Goal of the exercise:
The entire listing, reproduced exactly and stripped of images, is the expected output.
BEGIN
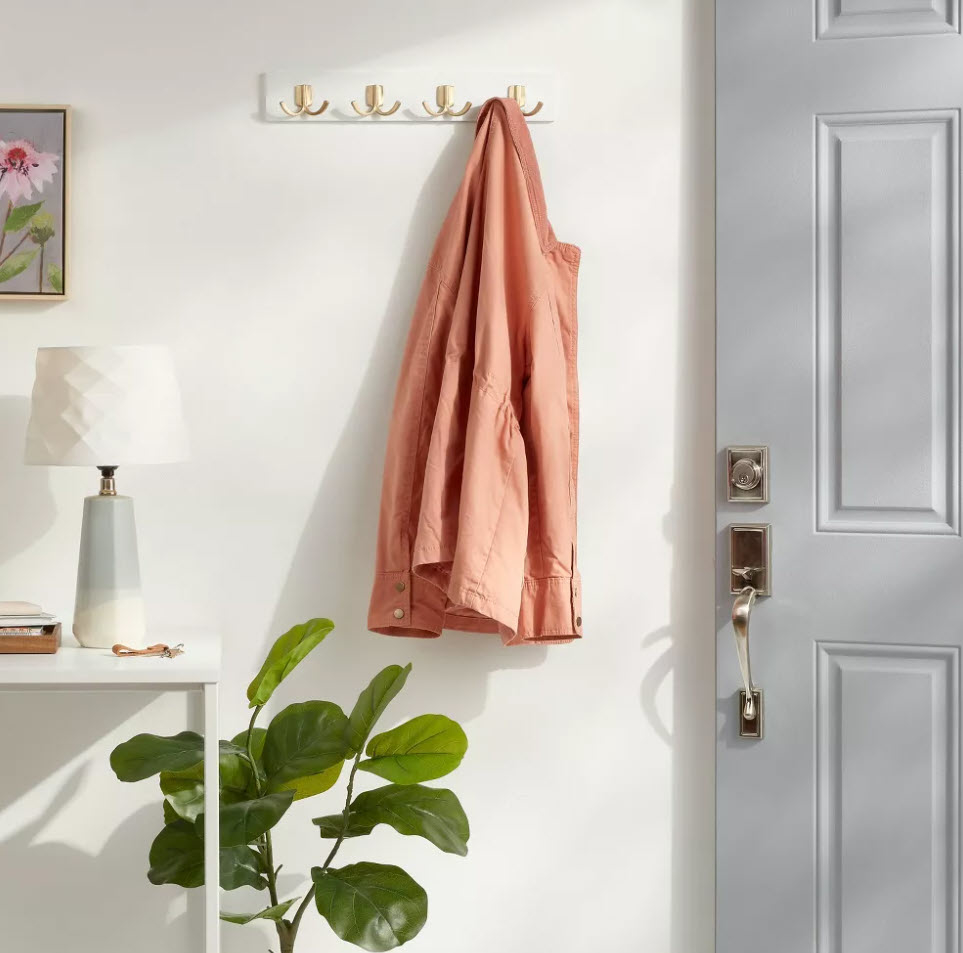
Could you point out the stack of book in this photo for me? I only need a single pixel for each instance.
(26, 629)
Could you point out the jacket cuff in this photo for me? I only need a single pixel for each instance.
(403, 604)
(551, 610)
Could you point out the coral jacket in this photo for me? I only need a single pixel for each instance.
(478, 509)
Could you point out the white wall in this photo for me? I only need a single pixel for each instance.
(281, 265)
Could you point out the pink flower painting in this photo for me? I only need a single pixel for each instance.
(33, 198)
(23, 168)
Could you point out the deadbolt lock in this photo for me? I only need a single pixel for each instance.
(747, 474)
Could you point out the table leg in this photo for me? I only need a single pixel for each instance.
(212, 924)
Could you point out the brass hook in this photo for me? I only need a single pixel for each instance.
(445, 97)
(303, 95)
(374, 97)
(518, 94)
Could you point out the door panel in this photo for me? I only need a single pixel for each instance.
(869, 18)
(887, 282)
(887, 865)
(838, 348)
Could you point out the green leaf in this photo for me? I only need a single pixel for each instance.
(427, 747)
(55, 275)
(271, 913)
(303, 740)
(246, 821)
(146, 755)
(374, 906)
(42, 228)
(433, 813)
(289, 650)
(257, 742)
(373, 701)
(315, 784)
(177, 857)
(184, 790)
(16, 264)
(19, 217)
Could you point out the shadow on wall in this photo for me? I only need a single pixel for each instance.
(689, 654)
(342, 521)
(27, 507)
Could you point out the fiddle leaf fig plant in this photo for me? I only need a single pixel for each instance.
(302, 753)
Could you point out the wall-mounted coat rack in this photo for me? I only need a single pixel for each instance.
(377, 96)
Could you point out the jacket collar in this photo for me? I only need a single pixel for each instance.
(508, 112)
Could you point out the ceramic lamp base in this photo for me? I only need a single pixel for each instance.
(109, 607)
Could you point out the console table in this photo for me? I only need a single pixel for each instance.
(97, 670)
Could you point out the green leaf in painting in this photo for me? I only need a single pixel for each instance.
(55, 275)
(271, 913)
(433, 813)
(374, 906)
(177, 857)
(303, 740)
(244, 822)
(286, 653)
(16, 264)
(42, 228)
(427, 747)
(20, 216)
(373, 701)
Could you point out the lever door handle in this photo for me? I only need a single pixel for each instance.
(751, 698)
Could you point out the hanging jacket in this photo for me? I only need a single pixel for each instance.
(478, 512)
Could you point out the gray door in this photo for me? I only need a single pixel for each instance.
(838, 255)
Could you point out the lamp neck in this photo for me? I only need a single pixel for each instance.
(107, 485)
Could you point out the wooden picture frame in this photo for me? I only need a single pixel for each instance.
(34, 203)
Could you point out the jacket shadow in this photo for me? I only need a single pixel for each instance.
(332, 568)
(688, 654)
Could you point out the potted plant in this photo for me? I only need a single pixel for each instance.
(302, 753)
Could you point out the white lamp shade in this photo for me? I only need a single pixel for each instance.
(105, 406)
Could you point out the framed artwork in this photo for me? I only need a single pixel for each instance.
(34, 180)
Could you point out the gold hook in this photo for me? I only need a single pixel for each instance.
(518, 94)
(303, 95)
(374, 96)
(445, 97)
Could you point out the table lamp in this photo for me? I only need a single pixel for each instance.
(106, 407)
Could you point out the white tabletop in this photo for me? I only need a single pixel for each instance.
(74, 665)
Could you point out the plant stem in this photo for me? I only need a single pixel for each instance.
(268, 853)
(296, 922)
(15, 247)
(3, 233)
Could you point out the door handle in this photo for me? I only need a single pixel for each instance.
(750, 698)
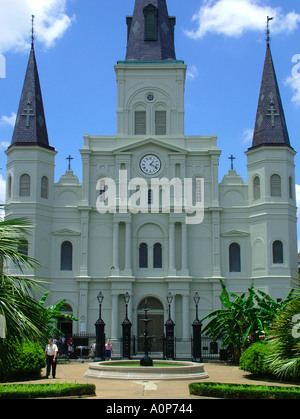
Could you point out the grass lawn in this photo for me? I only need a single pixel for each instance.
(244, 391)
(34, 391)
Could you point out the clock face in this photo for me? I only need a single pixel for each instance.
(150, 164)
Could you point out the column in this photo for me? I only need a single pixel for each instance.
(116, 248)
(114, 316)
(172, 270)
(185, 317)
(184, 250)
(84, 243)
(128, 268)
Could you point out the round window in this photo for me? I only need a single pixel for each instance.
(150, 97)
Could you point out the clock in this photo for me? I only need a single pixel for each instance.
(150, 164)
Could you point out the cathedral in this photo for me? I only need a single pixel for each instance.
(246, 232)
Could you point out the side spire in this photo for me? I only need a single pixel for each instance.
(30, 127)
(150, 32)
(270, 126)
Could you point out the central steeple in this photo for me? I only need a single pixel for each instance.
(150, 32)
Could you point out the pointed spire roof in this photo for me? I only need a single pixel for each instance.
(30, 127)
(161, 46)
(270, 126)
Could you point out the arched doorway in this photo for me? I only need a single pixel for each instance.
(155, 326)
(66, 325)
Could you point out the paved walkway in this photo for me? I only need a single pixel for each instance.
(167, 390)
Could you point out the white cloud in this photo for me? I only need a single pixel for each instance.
END
Solution for this problem:
Could you point out the stack of book in this photo for me? I only need a single pixel for each instance.
(26, 629)
Could you point out the jacket cuff in this photo for me? I only need a single pixel for each instance.
(403, 604)
(551, 610)
Could you point out the coral jacket in this photo for me? I only need a single pixel for each instance.
(478, 509)
Could you point out the white wall in this photo for me? I only need a single pixel for each instance.
(281, 265)
Could you point out the pink flower painting in this photo for me? I only need a single pixel for each instance.
(33, 198)
(23, 168)
Could you point out the deadbolt lock in this photo for me? I only need a single pixel for each instance.
(747, 474)
Could you point out the table leg in this photo for me? I only need a single pixel for each instance.
(212, 924)
Could you point out the brass hook in this photo for me? I only need a single pixel for each instance.
(445, 97)
(303, 95)
(374, 97)
(518, 94)
Could you point out the door panel in this photo for me? I only need a single pixel for each instance.
(869, 18)
(887, 282)
(887, 865)
(838, 348)
Could you point out the green leaf in this photo for me? I only need a single pixel for each instance.
(427, 747)
(55, 275)
(271, 913)
(303, 740)
(246, 821)
(146, 755)
(374, 906)
(42, 228)
(433, 813)
(289, 650)
(257, 742)
(373, 701)
(315, 784)
(177, 857)
(184, 790)
(16, 264)
(19, 217)
Could you point out the shadow on wall in this photo for me? I only need a single pixel for each instance.
(689, 654)
(342, 521)
(27, 507)
Could you point out the fiddle leaf fig plant in this photo for me? I only need a single pixel for each instance.
(302, 753)
Could you point out the wall-mounted coat rack in this photo for me? I only need a single pixel for each instance.
(377, 96)
Could you point out the jacket collar in this photo for me? I only need a single pixel for each instance.
(508, 112)
Could you point out the ceramic lamp base in this photo for me? I only need a single pixel for each instance.
(109, 607)
Could you point out the console table in this photo for me? I only need a single pixel for each instance.
(97, 670)
Could you point out the green leaf in painting in this photo for me? I only need a single pixel for each instance.
(55, 275)
(271, 913)
(433, 813)
(374, 906)
(177, 857)
(303, 740)
(244, 822)
(286, 653)
(16, 264)
(42, 228)
(427, 747)
(20, 216)
(373, 701)
Could you point out the lever door handle in this photo for me? I only need a single pixel for each instance.
(751, 698)
Could you point out the hanging jacket in this photo for me? I only need a single pixel for each instance.
(478, 512)
Could you point out the gray door in this photo for me? I only need a single pixel for each instance.
(838, 255)
Could you point out the lamp neck in this photo for me? I only need a single pixel for each instance.
(107, 485)
Could you point out the wooden picture frame in this photo for me? I only need a single pixel for each instance.
(34, 203)
Could you point out the jacket shadow in this photo for me? I only need a single pixel for each instance.
(332, 568)
(688, 654)
Could you point out the potted plant in this photo for me? I only need a single pixel for each instance.
(302, 753)
Could you point out the white lamp shade in this photo for me? I only need a single pixel for each instance.
(105, 406)
Could you point out the framed artwork in this photo for me? I only need a single pixel for each instance.
(34, 180)
Could you point out the gold hook in this photo for me? I only need a single pixel for each instance.
(518, 94)
(303, 95)
(374, 96)
(445, 97)
Could you point out the table lamp in this photo for me? I only need a single pixel for each instance.
(106, 407)
Could you point out the white tabletop in this photo for me? I only need a single pixel for each instance.
(74, 665)
Could you point out the plant stem in this photo for me? I only need a single pixel for each instance.
(268, 853)
(296, 922)
(15, 247)
(3, 233)
Could you point out the door handle in this photo for me? I only need a single pixel for each instance.
(750, 698)
Could you point out the grass lawn in this photo for me? I only need a single pixel for each instance.
(244, 391)
(34, 391)
Could you point out the clock face in this photo for me? I only need a single pixel for each instance.
(150, 164)
Could you point out the column in this photo for me? I only need a single pixel for each instance.
(116, 248)
(114, 316)
(172, 270)
(185, 317)
(184, 250)
(84, 243)
(128, 268)
Could you point out the round window in this photo for me? I only need a single pixel for each instance.
(150, 97)
Could you point out the clock in this photo for me? I only need a single pixel for each instance.
(150, 164)
Could you point out the cathedral in this photo for me? I only need a single pixel for each instance.
(246, 232)
Could you point out the side spire in this photo for me? I only need a single pixel for each instance.
(30, 127)
(150, 32)
(270, 126)
Could you point out the central steeple in this photo for me? I only need a single pixel for each instance.
(150, 32)
Could you point out the pointed spire roof in this photo for me? I only need a single pixel for each instance.
(30, 127)
(161, 46)
(270, 126)
Could you point out the arched doorway in this photo for me? I only need a single pixel for each instance.
(155, 326)
(66, 325)
Could you point out the paved walkway in this photo for me? I only need a single pixel for each instance.
(167, 390)
Could you point out the white cloud in this photo for me? I only need a single pixel for each instance.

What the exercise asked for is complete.